SUPPLIED TEXT ::
- Opening Delimiter -
To do so, Deni explores an interesting question. Although there has been a recent upward swing in defense spending—which might result, according to Deni, from the annexation of Crimea—a close study as to where the investments are directed highlights remaining efforts that need to be addressed when focusing on territorial defense. For Deni, what matters for NATO is not much about the amount of money dedicated to defense, but more importantly, the type of investments that is being made. Thus, European NATO member states are incentivized to overinvest in equipment, both as a means to support their defense industries and to acquire the prestige that is tied to the acquisition of advanced military technology. Consequently, they also underinvest in training and exercises. Because they do not train collectively, NATO forces are not used to operating together and they lack readiness. As a consequence, Deni explains that “average response time lines are lengthening across the alliance.” In the guns versus readiness battle within NATO investments, equipment and artillery acquisitions win in every country.
- Closing Delimiter -
(Excerpts from a dataset)
- Opening Delimiter -
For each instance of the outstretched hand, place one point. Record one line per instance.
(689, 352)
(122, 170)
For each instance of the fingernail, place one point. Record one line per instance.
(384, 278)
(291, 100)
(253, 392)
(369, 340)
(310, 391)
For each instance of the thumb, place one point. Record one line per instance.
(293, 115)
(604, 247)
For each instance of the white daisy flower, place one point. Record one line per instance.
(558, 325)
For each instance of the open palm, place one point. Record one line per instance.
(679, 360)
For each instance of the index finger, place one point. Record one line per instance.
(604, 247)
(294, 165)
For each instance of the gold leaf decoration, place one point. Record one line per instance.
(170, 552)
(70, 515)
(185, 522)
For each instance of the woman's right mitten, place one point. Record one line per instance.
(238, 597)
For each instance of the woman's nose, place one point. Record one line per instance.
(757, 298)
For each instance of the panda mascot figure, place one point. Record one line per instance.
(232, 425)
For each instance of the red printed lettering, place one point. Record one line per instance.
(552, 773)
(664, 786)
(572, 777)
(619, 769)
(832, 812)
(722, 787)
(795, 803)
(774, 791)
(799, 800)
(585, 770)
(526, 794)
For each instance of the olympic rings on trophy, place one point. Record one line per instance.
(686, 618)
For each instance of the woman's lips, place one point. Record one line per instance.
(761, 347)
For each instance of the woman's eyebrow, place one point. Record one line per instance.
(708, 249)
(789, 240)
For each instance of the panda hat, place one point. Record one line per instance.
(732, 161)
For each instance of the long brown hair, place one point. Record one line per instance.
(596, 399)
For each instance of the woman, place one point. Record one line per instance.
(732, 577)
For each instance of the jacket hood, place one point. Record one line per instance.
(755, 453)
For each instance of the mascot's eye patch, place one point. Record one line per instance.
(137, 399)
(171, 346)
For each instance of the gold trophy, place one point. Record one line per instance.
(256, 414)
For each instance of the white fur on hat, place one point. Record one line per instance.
- Closing Delimiter -
EXERCISE DIRECTIONS ::
According to the passage on NATO defense spending, in which areas do European NATO member states overinvest or underinvest?

TASK RESULT ::
- Equipment (overinvest)
- Training (underinvest)
- Exercises (underinvest)